__YOUR ASSIGNMENT__
Make the copy match the entries below exactly, with no pictures carried over.

__Image point grounding data__
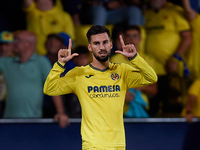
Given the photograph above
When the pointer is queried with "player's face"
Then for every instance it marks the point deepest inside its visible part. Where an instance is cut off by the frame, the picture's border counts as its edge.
(100, 46)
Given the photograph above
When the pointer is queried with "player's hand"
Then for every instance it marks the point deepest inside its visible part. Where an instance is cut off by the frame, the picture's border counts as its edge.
(64, 55)
(63, 119)
(128, 50)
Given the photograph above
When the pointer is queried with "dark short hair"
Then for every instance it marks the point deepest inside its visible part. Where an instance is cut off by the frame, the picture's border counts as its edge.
(97, 29)
(56, 36)
(132, 27)
(81, 50)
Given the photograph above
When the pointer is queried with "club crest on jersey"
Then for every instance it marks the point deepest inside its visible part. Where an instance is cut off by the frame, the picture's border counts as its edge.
(114, 76)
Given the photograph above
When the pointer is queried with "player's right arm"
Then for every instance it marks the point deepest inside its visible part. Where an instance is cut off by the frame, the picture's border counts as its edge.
(54, 84)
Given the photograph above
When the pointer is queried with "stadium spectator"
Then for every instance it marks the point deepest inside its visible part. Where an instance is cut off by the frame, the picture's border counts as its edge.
(136, 100)
(25, 74)
(168, 37)
(44, 18)
(101, 87)
(102, 12)
(6, 50)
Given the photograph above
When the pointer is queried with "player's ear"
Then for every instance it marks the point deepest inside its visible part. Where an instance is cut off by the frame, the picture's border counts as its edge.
(89, 47)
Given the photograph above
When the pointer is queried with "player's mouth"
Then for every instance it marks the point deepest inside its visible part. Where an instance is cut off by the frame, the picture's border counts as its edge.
(103, 53)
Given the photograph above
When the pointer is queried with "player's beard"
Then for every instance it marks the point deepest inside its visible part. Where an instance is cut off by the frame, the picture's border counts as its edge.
(102, 58)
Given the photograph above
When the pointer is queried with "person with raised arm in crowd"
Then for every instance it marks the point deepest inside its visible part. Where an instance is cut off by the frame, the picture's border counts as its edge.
(101, 87)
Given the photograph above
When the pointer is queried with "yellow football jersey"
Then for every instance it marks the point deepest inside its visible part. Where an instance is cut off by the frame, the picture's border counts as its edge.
(101, 94)
(163, 33)
(43, 23)
(194, 90)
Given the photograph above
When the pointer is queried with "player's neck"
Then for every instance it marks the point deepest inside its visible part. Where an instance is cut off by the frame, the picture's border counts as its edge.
(100, 65)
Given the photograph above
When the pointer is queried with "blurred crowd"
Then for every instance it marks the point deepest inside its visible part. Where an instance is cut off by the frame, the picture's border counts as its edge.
(165, 33)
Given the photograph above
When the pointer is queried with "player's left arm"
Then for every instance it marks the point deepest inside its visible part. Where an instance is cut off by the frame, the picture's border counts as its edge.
(141, 73)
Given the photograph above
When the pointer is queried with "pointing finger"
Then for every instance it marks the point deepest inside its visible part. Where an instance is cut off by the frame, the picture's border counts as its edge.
(121, 41)
(70, 44)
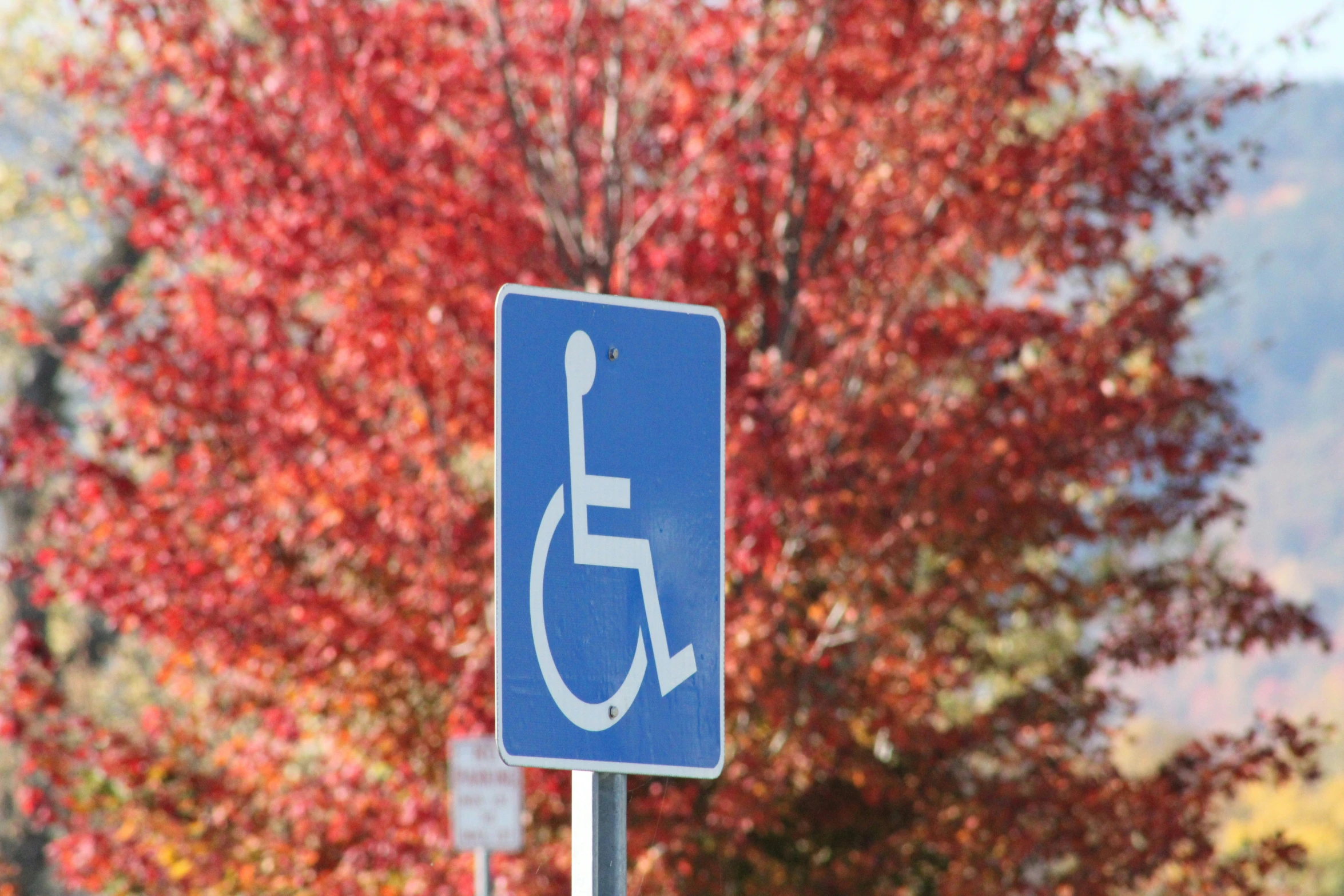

__TASK SOLUTION__
Given the photograph above
When the pointer is queried with "player's face"
Then for every instance it marks the point deepest inside its visible part. Where an instance is cut off by the frame, the picture's border counts as its edge.
(100, 46)
Given the photograph above
When the pointer is queried with "player's hand"
Then for every instance it marks the point deepest inside its visible part. Where an instance is cut off by the frame, the picture's border counts as its edge.
(64, 55)
(63, 119)
(128, 50)
Given the photograph above
When the pointer is queried with "dark short hair"
Then for every instance it marks the point deepest inside its visible part. Where an instance is cut off by the frame, the picture's border counts as its edge.
(97, 29)
(56, 36)
(132, 27)
(81, 50)
Given the photograph above
When the pointer is queried with "club crest on jersey"
Then for every instance it marks the point deepest inside its visible part. Where an instance is cut off by the frame, the picture's border counts as its edge.
(114, 76)
Given the photograph above
When the pointer is queried with "player's right arm"
Then for every instance it marks the point deepest inside its visible part. Where an instance is cut off by the frame, the picture's border counts as its edge.
(54, 84)
Given the photograph above
When the pointer is queried with "stadium spectator"
Then for every instance it marks the point deepest inside its visible part. Where an instance is cut off by the frame, the picture's border counts as its edge.
(136, 100)
(25, 74)
(168, 37)
(44, 18)
(101, 87)
(102, 12)
(6, 50)
Given the photograph above
When the pointer is queried with "player's ear"
Then for every instance it marks the point deepest inside its visible part. Where an instance is cut off by the frame, the picture's border counts as its edge.
(89, 47)
Given the photograph above
When the pointer is queried with "player's mouth"
Then for every instance it marks the point deepest inside its visible part. Where an instance is cut off by the frame, the picture's border counts as its edge.
(103, 53)
Given the photograph above
When the pointer is queried with "player's beard"
Then for every instance it marks the point deepest inside its visible part. Where an instance is cut off by the frame, the picture's border counts as its edge.
(102, 58)
Given the photograph above
When the pointer is queried with "person with raised arm in crowd"
Then for every instance it marks the point deepest inside its visible part. Where an instance is cut off by the frame, the picture's border counts as its edge.
(101, 87)
Given the photograph above
When the pointer is queried with "yellow football jersey"
Then for every instance it marks the point deepest inside its visible part. Where an instance is cut off by the frame, the picture's border counts as its edge.
(101, 94)
(163, 33)
(43, 23)
(194, 90)
Given the photograph above
When the pointer is queried with "player's neck"
Then for every instance it marks the point deepest inside its visible part. Where an instance is cut off by the frame, the picture's border counts as its edge.
(100, 65)
Given the photograph above
When the pointer is queried with "blurred crowd"
Then for every instance it marks the point deepest inside its visible part. Where an instance is cut off by the frame, the picture's border counts as its edge.
(165, 33)
Given the photograph above
When the pointer is queried with "player's left arm"
Then for every instance it marks the point deepest inside its visible part. Where an instance is cut off by the frame, the picture's border counts as its edge.
(141, 73)
Given the photograph above
When the pointer is queried with "pointing finger"
Then for every instance it marks the point deepest inside its visible part. Where an instance is cut off by the frame, the picture's border counts as its edge.
(121, 41)
(70, 44)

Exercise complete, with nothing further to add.